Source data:

BEGIN

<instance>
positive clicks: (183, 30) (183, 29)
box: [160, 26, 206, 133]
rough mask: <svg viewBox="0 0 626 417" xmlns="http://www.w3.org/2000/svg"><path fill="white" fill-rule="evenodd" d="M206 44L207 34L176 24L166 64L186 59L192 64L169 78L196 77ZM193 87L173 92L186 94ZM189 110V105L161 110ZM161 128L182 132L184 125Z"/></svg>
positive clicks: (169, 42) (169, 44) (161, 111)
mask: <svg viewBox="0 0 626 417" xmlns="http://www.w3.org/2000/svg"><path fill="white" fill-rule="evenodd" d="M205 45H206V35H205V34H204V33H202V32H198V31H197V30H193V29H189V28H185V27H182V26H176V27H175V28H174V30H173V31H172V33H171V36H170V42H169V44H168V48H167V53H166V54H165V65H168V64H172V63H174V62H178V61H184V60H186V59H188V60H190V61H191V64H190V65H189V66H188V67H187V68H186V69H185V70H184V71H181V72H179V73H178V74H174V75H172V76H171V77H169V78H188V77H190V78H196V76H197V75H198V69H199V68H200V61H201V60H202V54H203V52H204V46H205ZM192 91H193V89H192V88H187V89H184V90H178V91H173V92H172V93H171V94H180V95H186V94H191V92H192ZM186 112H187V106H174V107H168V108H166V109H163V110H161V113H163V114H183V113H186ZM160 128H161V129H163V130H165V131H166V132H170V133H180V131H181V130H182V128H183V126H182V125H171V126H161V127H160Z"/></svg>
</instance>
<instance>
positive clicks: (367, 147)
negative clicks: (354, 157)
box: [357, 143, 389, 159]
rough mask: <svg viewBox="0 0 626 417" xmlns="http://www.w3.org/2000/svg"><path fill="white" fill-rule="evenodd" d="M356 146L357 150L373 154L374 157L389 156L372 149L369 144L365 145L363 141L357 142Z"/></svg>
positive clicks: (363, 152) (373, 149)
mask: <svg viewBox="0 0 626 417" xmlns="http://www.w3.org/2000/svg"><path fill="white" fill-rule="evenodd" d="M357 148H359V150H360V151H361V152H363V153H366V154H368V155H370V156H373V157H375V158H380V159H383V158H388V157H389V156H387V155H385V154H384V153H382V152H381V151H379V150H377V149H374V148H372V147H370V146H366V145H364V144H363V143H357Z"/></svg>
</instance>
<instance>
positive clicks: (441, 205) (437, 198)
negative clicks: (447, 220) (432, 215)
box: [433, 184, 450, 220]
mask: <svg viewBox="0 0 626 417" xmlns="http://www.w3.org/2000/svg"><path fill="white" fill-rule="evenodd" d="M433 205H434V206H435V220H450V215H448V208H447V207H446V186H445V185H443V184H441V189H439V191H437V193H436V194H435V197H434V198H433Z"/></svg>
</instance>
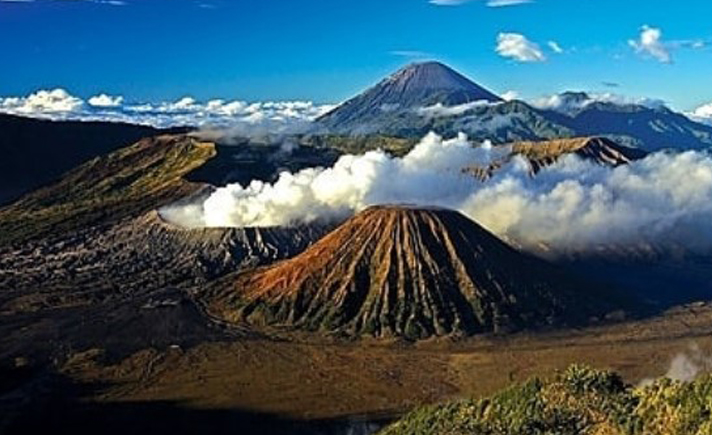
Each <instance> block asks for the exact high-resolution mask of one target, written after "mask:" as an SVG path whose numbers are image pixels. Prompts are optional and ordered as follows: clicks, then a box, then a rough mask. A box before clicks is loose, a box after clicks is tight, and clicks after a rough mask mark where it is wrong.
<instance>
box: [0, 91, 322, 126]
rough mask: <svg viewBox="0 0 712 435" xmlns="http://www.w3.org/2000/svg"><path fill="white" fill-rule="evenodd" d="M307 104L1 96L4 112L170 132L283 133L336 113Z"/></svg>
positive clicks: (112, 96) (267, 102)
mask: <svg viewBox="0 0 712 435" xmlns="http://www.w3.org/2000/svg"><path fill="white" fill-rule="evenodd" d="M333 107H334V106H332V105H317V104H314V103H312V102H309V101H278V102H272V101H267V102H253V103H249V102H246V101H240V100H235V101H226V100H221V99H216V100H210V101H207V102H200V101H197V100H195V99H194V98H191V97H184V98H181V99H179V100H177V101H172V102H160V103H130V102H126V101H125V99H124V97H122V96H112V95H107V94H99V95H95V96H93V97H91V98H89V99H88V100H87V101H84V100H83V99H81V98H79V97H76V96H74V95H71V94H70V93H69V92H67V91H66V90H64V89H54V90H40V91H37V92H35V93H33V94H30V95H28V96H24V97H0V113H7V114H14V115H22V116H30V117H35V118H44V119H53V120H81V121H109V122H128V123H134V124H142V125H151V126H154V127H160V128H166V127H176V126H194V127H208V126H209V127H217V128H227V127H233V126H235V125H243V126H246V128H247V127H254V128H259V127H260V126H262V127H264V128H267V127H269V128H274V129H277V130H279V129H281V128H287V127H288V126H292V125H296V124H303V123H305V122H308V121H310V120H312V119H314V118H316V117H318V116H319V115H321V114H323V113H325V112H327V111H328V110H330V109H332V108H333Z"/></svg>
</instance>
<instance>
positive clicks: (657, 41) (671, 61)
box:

END

Work request
Could you reproduce exactly the lines of the entries above, from the one with "44L207 34L176 24L166" through the one with "negative clicks: (447, 220) (432, 215)", and nothing else?

Expected output
rough mask: <svg viewBox="0 0 626 417" xmlns="http://www.w3.org/2000/svg"><path fill="white" fill-rule="evenodd" d="M206 44L207 34L176 24L166 64L186 59L192 64L169 78L196 77ZM193 87L173 92L186 94ZM189 110V105L161 110ZM161 128L182 132L184 125Z"/></svg>
positive clicks: (169, 42) (169, 44) (161, 111)
mask: <svg viewBox="0 0 626 417" xmlns="http://www.w3.org/2000/svg"><path fill="white" fill-rule="evenodd" d="M205 45H206V35H205V34H204V33H202V32H198V31H197V30H193V29H189V28H185V27H182V26H176V27H175V28H174V30H173V31H172V33H171V36H170V42H169V44H168V48H167V53H166V54H165V65H168V64H172V63H174V62H178V61H184V60H186V59H188V60H190V61H191V64H190V65H189V66H188V67H187V68H186V69H185V70H184V71H181V72H179V73H178V74H174V75H172V76H171V77H169V78H188V77H190V78H196V76H197V75H198V69H199V68H200V61H201V60H202V54H203V52H204V46H205ZM192 91H193V89H192V88H187V89H184V90H178V91H173V92H172V93H171V94H180V95H186V94H191V92H192ZM186 112H187V106H174V107H168V108H166V109H163V110H161V113H163V114H183V113H186ZM160 128H161V129H163V130H165V131H166V132H170V133H180V131H181V130H182V128H183V126H182V125H171V126H161V127H160Z"/></svg>
</instance>
<instance>
positive clicks: (367, 147)
negative clicks: (354, 157)
box: [357, 143, 389, 159]
rough mask: <svg viewBox="0 0 626 417" xmlns="http://www.w3.org/2000/svg"><path fill="white" fill-rule="evenodd" d="M356 146L357 150L373 154L374 157L389 156L372 149L369 144L365 145L363 141L357 142Z"/></svg>
positive clicks: (363, 152) (373, 149)
mask: <svg viewBox="0 0 626 417" xmlns="http://www.w3.org/2000/svg"><path fill="white" fill-rule="evenodd" d="M357 148H359V150H360V151H361V152H363V153H366V154H368V155H370V156H373V157H375V158H380V159H383V158H388V157H389V156H387V155H385V154H384V153H382V152H381V151H379V150H377V149H374V148H372V147H370V146H366V145H364V144H363V143H357Z"/></svg>
</instance>
<instance>
positive clicks: (441, 205) (437, 198)
negative clicks: (447, 220) (432, 215)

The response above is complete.